Excerpted text

··········

Small Black Hole Illustation

Credit: Ohio State illustration by Lauren Fanfer

Astronomers dub it “The Unicorn,” call it something special.

Scientists have discovered one of the smallest black holes on record – and the closest one to Earth found to date.

Researchers have dubbed it “The Unicorn,” in part because it is, so far, one of a kind, and in part because it was found in the constellation Monoceros – “The Unicorn.” The findings were published on April 21, 2021, in the journal Monthly Notices of the Royal Astronomical Society.

“When we looked at the data, this black hole – the Unicorn – just popped out,” said lead author Tharindu Jayasinghe, a doctoral student in astronomy at The Ohio State University and an Ohio State presidential fellow.

The Unicorn is about three times the mass of our sun – tiny for a black hole. Very few black holes of this mass have been found in the universe. This black hole is 1,500 light years away from Earth, still inside the Milky Way galaxy. And, until Jayasinghe started analyzing it, it was essentially hiding in plain sight.

The black hole appears to be a companion to a red giant star, meaning that the two are connected by gravity. Scientists can’t see the black hole – they are, by definition, dark, not only visually, but to the tools astronomers use to measure light and other wavelengths.

But in this case, they can see the black hole’s companion star. That star had been well-documented by telescope systems including KELT, run out of Ohio State; ASAS, the precursor to ASAS-SN, which is now run out of Ohio State, and TESS, a NASA satellite that searches for planets outside our solar system. Data about it had been widely available but hadn’t yet been analyzed in this way.

When Jayasinghe and the other researchers analyzed that data, they noticed something they couldn’t see appeared to be orbiting the red giant, causing the light from that star to change in intensity and appearance at various points around the orbit.

Something, they realized, was tugging at the red giant and changing its shape. That pulling effect, called a tidal distortion, offers astronomers a signal that something is affecting the star. One option was a black hole, but it would have to be small – less than five times the mass of our sun, falling into a size window that astronomers call the “mass gap.” Only recently have astronomers considered it a possibility that black holes of that mass could exist.

“When you look in a different way, which is what we’re doing, you find different things,” said Kris Stanek, study co-author, astronomy professor at Ohio State and university distinguished scholar. “Tharindu looked at this thing that so many other people had looked at and instead of dismissing the possibility that it could be a black hole, he said, ‘Well, what if it could be a black hole?’”

That tidal disruption is produced by the tidal force of an unseen companion – a black hole.

“Just as the moon’s gravity distorts the Earth’s oceans, causing the seas to bulge toward and away from the moon, producing high tides, so does the black hole distort the star into a football-like shape with one axis longer than the other,” said Todd Thompson, co-author of the study, chair of Ohio State’s astronomy department and university distinguished scholar. “The simplest explanation is that it’s a black hole – and in this case, the simplest explanation is the most likely one.”

The velocity of the red giant, the period of the orbit and the way in which the tidal force distorted the red giant told them the black hole’s mass, leading them to conclude that this black hole was about three solar masses, or three times that of the sun.

··········

Extracted records
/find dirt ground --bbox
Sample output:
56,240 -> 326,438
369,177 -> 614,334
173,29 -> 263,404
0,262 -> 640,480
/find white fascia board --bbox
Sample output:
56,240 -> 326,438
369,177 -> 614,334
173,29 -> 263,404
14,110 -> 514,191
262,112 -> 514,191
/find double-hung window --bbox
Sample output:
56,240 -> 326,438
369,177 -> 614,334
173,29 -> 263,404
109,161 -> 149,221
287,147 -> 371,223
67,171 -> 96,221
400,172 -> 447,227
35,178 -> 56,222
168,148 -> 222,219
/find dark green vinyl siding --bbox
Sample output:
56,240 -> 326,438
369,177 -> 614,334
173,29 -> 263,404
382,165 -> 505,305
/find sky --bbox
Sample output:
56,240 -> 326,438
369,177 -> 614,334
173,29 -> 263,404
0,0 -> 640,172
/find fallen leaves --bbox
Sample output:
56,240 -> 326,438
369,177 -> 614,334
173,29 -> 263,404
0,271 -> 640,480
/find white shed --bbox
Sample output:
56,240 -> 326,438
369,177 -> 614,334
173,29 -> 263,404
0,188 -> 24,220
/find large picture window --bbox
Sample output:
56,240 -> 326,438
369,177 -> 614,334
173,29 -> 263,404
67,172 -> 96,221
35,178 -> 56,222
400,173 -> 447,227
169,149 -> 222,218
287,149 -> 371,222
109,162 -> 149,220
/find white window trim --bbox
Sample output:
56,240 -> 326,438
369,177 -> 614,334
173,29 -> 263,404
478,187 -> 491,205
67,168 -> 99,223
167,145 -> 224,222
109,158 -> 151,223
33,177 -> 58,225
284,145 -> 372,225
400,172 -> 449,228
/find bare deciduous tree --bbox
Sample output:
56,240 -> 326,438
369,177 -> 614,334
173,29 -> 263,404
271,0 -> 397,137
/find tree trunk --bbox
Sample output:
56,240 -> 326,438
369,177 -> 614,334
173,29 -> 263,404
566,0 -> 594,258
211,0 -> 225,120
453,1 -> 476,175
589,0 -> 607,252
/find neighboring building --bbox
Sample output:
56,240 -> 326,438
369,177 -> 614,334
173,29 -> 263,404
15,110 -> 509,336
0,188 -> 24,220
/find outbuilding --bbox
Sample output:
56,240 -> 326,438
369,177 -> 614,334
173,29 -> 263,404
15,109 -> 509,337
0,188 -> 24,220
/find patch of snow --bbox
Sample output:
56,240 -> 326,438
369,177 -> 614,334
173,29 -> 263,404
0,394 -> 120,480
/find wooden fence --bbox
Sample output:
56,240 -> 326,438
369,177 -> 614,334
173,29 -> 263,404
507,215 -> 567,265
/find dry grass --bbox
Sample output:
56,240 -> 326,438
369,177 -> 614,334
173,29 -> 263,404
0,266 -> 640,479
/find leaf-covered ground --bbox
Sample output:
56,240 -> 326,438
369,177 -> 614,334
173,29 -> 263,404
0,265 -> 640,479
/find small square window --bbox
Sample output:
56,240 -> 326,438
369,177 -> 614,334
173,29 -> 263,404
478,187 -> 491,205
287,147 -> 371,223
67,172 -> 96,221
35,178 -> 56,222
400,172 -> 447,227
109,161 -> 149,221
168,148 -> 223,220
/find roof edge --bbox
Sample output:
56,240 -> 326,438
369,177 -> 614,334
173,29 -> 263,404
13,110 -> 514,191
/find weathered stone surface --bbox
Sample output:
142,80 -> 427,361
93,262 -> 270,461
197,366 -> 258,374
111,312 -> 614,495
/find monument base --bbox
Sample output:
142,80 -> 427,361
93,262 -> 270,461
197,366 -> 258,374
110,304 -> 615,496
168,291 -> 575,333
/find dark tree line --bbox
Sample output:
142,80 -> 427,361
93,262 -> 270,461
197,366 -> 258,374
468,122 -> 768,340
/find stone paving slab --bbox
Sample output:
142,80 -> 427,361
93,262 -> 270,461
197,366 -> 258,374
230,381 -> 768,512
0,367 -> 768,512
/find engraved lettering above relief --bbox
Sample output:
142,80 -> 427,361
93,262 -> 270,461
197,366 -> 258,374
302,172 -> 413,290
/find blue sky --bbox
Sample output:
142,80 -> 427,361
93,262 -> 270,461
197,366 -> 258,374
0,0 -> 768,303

··········

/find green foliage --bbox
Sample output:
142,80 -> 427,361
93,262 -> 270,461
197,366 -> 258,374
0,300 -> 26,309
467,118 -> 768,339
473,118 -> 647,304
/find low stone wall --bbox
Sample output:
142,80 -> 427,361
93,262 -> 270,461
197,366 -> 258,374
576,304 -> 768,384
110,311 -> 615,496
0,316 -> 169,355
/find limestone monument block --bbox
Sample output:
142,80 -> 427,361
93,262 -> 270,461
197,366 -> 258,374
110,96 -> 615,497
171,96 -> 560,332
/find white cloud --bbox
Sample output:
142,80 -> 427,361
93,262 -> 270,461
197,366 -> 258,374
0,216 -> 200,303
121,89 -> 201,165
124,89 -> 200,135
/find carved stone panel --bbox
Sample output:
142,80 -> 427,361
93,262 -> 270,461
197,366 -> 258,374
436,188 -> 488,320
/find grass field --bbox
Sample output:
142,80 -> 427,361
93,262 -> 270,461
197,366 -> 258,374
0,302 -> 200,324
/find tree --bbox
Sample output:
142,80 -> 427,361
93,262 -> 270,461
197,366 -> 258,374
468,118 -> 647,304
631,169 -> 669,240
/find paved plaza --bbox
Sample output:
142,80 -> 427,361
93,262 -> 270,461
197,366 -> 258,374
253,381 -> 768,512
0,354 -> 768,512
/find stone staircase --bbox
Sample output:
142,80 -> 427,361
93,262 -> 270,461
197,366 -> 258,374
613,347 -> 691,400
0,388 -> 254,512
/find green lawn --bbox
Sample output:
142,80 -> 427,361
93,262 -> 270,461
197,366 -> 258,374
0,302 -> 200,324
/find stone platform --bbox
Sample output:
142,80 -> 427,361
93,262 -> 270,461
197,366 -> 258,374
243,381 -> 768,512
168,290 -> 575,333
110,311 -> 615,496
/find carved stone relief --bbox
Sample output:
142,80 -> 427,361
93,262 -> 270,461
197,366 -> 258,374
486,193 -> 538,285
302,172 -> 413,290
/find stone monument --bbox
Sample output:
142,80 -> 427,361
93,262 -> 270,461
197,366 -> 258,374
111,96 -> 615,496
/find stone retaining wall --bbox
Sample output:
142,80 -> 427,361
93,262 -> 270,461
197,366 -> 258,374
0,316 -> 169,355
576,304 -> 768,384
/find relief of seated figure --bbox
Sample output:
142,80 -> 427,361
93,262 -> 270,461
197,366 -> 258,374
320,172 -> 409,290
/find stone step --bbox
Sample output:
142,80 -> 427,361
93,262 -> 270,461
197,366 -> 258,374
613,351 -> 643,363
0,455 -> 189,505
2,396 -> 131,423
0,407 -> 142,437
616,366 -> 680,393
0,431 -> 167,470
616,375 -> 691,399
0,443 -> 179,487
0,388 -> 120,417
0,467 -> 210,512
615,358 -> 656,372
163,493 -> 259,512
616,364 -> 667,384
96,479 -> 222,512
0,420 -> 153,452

··········

Prompt
List the telescope systems that the black hole article says had documented the red giant companion star. The entries have no connection to the black hole article.

Completed exercise
KELT, ASAS, TESS